● 本文
--- --- ---

また、記憶違いなども多いでしょうが、ご容赦ください。(特にDVDを借りて1回しか観てないのに返しちゃったので、相当あやふやです)


「ALWAYS 三丁目の夕日」

(ストーリー)
 昭和33年の東京。

 下町の「鈴木オート」という自動車修理工場に青森から集団就職で星野六子という少女がやってくる。

 鈴木オートの向かいの駄菓子屋は、小説家を目指す茶川という青年が片手間に営んでいる。

 町内の連中は、最近やって来た一杯飲み屋の若いおかみヒロミが気になってしょうがない。茶川もその一人だった。

 ある日、茶川はヒロミから「最近、知り合いの子を預かったのだが、茶川さんのような教養ある人に面倒をみてもらいたい」と頼み込まれ、酒の勢いで引き受けてしまう・・・・・。


(あれこれ)

 観ていて最初の頃はすごく抵抗感があった。

 特撮技術や巧みなセットをフルに活用し、「昭和33年の東京」というのを克明に再現するのだが、それがこれでもか、これでもかという感じなのだ。

--- --- ---

● 依頼内容 A
本文にある「鈴木オートの向かいの駄菓子屋は、小説家を目指す茶川という青年が片手間に営んでいる。」という一文を英語に訳してください。

● 練習素材

--- --- ---

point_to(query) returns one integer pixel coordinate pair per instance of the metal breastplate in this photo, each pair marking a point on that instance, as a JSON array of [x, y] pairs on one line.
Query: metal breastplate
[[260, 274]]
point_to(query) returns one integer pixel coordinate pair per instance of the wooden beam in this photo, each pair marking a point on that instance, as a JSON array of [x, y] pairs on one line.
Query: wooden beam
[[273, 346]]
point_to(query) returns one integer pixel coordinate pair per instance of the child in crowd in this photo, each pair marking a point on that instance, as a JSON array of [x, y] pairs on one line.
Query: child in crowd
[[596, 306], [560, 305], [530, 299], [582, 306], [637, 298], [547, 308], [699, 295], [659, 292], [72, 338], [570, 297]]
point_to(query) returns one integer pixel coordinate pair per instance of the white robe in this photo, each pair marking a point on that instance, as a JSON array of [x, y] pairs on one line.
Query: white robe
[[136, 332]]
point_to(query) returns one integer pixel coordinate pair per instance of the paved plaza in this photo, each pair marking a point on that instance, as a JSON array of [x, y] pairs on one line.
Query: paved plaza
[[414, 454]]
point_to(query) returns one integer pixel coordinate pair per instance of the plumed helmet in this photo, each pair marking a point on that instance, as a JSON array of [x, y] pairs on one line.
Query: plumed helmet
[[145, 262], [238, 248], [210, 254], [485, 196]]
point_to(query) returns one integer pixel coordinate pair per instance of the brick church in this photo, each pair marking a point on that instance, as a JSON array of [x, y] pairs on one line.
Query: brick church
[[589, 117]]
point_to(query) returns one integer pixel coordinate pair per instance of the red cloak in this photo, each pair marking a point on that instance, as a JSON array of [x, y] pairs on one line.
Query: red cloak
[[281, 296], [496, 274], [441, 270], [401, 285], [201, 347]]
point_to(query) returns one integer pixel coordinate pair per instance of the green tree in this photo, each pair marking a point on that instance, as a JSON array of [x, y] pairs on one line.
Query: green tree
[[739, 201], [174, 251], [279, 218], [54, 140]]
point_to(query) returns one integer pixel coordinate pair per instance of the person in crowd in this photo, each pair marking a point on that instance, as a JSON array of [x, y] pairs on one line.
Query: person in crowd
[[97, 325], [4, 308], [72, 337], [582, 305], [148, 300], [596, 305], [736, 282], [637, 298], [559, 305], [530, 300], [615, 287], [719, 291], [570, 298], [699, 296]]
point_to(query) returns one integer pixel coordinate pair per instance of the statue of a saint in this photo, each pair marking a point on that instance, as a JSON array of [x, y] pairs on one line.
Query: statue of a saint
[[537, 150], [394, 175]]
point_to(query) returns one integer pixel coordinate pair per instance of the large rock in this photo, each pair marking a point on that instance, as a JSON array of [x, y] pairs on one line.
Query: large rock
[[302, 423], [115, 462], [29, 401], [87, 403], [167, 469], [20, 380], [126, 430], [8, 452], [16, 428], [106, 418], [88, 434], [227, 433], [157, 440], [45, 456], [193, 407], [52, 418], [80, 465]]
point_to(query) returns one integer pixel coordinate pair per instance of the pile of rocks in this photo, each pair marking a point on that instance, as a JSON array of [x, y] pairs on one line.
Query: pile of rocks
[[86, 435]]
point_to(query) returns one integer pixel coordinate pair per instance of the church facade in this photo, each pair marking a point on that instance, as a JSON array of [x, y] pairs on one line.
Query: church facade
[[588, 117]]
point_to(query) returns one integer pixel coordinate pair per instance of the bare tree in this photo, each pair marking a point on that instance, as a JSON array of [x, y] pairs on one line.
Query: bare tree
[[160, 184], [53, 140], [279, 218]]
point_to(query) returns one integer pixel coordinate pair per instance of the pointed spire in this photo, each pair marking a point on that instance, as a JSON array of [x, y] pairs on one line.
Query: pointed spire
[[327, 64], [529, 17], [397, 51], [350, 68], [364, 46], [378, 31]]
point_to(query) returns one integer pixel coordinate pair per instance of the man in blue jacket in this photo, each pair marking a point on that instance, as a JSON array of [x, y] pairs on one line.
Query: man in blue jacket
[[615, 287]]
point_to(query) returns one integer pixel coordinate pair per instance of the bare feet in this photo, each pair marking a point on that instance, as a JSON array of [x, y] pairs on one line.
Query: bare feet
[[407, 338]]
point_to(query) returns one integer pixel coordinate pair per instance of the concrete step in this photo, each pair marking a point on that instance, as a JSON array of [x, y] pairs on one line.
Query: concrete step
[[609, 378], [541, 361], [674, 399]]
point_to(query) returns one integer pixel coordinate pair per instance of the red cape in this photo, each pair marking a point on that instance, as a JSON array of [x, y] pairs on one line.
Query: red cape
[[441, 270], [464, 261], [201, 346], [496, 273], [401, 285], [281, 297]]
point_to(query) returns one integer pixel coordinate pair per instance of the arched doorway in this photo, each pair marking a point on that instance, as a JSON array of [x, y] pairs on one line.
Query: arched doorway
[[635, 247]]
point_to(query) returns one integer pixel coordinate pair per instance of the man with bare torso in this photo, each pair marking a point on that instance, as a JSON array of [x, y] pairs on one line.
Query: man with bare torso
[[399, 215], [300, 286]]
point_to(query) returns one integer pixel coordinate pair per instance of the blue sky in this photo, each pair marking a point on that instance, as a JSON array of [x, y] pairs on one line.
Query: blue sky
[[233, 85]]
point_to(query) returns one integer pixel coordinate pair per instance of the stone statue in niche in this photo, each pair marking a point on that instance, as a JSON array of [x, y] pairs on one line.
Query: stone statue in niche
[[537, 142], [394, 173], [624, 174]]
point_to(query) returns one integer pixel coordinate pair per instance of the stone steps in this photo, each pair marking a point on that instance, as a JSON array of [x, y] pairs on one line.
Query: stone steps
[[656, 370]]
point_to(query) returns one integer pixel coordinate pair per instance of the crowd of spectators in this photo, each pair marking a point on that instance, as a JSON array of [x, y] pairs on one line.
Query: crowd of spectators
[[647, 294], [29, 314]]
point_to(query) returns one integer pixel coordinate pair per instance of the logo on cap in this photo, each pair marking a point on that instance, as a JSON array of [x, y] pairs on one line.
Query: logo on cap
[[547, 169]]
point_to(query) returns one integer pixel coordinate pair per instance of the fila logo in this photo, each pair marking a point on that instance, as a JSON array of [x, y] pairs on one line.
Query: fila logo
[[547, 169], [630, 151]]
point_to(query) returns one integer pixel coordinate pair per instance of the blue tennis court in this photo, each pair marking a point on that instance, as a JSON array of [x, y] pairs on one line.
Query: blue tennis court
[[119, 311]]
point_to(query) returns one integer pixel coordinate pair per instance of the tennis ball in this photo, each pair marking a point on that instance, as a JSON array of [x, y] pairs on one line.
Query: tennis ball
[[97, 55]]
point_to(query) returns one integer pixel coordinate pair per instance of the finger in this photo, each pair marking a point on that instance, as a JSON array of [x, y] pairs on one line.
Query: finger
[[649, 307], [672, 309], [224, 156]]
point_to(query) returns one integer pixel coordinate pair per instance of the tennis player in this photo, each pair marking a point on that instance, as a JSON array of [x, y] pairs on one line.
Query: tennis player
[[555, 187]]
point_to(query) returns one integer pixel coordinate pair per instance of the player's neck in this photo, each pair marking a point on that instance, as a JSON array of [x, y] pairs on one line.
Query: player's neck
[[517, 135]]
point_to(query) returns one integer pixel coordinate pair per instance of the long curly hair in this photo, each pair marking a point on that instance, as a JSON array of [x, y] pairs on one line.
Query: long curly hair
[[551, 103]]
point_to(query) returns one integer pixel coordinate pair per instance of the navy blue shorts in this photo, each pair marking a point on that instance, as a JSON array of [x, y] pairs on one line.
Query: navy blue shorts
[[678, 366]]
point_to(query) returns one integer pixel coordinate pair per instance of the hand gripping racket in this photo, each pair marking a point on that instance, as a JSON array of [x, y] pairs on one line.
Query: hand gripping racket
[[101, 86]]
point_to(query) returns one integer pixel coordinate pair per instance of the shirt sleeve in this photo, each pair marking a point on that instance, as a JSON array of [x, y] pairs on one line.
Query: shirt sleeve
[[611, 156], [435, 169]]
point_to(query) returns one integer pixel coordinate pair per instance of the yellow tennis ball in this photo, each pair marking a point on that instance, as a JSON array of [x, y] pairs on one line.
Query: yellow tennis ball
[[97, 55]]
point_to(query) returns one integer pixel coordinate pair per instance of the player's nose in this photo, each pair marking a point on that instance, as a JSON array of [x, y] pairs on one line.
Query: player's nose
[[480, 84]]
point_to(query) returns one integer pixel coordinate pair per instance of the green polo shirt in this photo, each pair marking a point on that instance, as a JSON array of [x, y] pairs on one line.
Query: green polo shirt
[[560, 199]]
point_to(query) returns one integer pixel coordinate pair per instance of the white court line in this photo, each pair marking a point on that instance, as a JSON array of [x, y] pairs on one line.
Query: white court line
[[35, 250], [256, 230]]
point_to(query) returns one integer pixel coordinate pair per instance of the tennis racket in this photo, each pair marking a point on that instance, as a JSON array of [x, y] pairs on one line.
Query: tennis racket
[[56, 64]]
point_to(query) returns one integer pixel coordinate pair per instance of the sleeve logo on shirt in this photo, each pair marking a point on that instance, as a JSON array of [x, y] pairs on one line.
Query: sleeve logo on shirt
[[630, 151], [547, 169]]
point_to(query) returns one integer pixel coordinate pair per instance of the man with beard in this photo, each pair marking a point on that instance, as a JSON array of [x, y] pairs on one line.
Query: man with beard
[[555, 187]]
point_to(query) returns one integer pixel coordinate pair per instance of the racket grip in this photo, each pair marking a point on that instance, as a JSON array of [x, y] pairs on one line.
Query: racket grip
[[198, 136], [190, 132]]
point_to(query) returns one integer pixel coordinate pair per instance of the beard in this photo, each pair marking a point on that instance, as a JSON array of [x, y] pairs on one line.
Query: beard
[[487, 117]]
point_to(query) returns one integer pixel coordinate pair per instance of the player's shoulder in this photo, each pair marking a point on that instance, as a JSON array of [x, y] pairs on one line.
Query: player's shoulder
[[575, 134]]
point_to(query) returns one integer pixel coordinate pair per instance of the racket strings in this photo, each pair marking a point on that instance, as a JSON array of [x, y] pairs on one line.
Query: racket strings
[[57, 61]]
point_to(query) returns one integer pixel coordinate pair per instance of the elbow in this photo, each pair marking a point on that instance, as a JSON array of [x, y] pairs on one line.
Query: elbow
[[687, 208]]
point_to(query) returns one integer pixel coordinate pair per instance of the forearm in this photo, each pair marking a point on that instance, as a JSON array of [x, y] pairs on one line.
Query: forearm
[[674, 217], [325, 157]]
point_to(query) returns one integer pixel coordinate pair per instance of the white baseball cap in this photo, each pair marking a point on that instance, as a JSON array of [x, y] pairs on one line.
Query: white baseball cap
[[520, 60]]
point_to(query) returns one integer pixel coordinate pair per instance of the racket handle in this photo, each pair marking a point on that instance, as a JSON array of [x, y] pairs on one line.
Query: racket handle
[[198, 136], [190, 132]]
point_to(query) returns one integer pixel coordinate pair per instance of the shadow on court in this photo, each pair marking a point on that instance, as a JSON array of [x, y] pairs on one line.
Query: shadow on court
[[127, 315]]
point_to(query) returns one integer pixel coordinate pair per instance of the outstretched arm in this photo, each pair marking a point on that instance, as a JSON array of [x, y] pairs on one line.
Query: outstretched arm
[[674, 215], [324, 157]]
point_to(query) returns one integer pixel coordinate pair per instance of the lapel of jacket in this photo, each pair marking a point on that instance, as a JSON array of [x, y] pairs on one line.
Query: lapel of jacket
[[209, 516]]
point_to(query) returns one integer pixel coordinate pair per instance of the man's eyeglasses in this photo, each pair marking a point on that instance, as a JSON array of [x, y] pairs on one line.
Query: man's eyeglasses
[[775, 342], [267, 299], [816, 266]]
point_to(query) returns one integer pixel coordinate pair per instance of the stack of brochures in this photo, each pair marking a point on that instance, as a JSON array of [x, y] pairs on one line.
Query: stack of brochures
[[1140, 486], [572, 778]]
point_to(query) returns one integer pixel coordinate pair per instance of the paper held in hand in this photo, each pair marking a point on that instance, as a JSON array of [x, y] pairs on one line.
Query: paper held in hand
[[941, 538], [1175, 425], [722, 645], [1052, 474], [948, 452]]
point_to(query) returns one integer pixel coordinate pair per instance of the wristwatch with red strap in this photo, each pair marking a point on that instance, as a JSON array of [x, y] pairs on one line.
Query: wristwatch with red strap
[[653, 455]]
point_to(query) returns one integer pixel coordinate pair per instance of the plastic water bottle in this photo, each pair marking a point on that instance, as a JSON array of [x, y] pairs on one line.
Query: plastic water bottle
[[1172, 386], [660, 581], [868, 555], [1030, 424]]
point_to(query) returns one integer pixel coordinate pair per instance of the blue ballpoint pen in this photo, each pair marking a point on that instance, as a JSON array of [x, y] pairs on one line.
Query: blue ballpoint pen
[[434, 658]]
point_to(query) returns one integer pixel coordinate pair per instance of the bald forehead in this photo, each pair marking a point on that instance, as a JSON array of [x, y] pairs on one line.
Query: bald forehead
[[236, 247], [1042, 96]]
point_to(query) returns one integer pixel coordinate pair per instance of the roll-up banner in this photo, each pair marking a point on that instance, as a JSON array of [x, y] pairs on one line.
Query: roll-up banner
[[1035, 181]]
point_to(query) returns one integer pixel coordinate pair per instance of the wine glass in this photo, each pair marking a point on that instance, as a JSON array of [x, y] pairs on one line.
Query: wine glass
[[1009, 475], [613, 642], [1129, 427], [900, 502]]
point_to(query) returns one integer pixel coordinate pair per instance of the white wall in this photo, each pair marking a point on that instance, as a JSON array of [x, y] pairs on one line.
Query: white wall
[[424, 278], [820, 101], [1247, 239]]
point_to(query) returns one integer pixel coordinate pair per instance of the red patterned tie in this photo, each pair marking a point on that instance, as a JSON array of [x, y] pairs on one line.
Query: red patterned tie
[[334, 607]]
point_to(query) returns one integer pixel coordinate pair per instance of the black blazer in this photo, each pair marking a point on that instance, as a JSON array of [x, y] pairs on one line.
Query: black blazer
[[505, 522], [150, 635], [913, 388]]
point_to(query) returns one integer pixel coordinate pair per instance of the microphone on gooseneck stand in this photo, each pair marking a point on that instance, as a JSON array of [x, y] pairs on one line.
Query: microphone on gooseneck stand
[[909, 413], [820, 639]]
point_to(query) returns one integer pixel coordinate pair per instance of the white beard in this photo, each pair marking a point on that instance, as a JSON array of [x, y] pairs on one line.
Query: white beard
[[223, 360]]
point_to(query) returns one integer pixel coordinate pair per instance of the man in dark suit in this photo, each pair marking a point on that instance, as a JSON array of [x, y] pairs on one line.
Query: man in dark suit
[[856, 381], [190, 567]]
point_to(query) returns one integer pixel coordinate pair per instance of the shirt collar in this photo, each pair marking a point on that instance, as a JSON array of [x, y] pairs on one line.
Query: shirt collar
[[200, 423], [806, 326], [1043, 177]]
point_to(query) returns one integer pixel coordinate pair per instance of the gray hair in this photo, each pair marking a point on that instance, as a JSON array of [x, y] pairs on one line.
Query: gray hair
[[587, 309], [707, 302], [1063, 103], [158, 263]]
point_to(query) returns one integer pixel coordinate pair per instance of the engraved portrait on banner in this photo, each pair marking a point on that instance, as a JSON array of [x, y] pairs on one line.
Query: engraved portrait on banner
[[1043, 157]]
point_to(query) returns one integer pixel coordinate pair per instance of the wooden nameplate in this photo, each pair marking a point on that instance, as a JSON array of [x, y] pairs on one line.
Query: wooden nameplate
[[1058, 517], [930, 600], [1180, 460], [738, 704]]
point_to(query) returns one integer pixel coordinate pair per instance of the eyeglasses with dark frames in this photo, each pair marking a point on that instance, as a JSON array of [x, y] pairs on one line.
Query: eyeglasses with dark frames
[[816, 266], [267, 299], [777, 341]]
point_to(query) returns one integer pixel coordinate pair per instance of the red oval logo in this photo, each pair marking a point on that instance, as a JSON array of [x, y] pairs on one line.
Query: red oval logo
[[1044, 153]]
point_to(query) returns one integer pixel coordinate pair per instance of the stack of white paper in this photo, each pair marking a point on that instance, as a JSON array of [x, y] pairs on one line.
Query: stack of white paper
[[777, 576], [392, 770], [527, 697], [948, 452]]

--- --- ---

● 依頼内容 B
エントリーのうち、「with beard in」を含む行から始めて「[[127, 315]]」を含む行で終わる部分だけを書き直してください。その際「racket」を「paddle」に置き換え、それ以外は一切変えないでください。

● 正解 A
The candy shop across from Suzuki Auto is run on the side by a young man named Chagawa, who is aiming to become a novelist.

● 正解 B
point_to(query) returns one integer pixel coordinate pair per instance of the man with beard in this photo, each pair marking a point on that instance, as a JSON array of [x, y] pairs on one line.
Query: man with beard
[[555, 187]]
point_to(query) returns one integer pixel coordinate pair per instance of the paddle grip in this photo, each pair marking a point on that instance, as a JSON array of [x, y] pairs on one line.
Query: paddle grip
[[198, 136], [190, 132]]
point_to(query) returns one integer pixel coordinate pair per instance of the beard in this photo, each pair marking a point on that instance, as a JSON array of [x, y] pairs on one line.
Query: beard
[[487, 117]]
point_to(query) returns one integer pixel coordinate pair per instance of the player's shoulder in this photo, each pair marking a point on that instance, as a JSON array of [x, y] pairs on one line.
Query: player's shoulder
[[575, 134]]
point_to(query) returns one integer pixel coordinate pair per instance of the paddle strings in this photo, each pair marking a point on that instance, as a JSON array of [x, y] pairs on one line.
Query: paddle strings
[[57, 61]]
point_to(query) returns one integer pixel coordinate pair per instance of the elbow in this photo, each pair marking a point on that instance, as a JSON array of [x, y] pairs on one line.
Query: elbow
[[687, 208]]
point_to(query) returns one integer pixel coordinate pair per instance of the forearm in this photo, each pair marking a point on that instance, as a JSON array of [x, y] pairs on one line.
Query: forearm
[[674, 217], [325, 157]]
point_to(query) returns one integer pixel coordinate pair per instance of the white baseball cap in this photo, each pair marking a point on that instance, as a JSON array of [x, y] pairs on one line.
Query: white baseball cap
[[520, 60]]
point_to(query) returns one integer pixel coordinate pair per instance of the paddle handle in this photo, each pair marking a point on that instance, as a JSON array of [x, y] pairs on one line.
Query: paddle handle
[[198, 136], [190, 132]]
point_to(query) returns one integer pixel coordinate pair per instance of the shadow on court in this photo, each pair marking a point on that instance, as a JSON array of [x, y] pairs on one line.
Query: shadow on court
[[127, 315]]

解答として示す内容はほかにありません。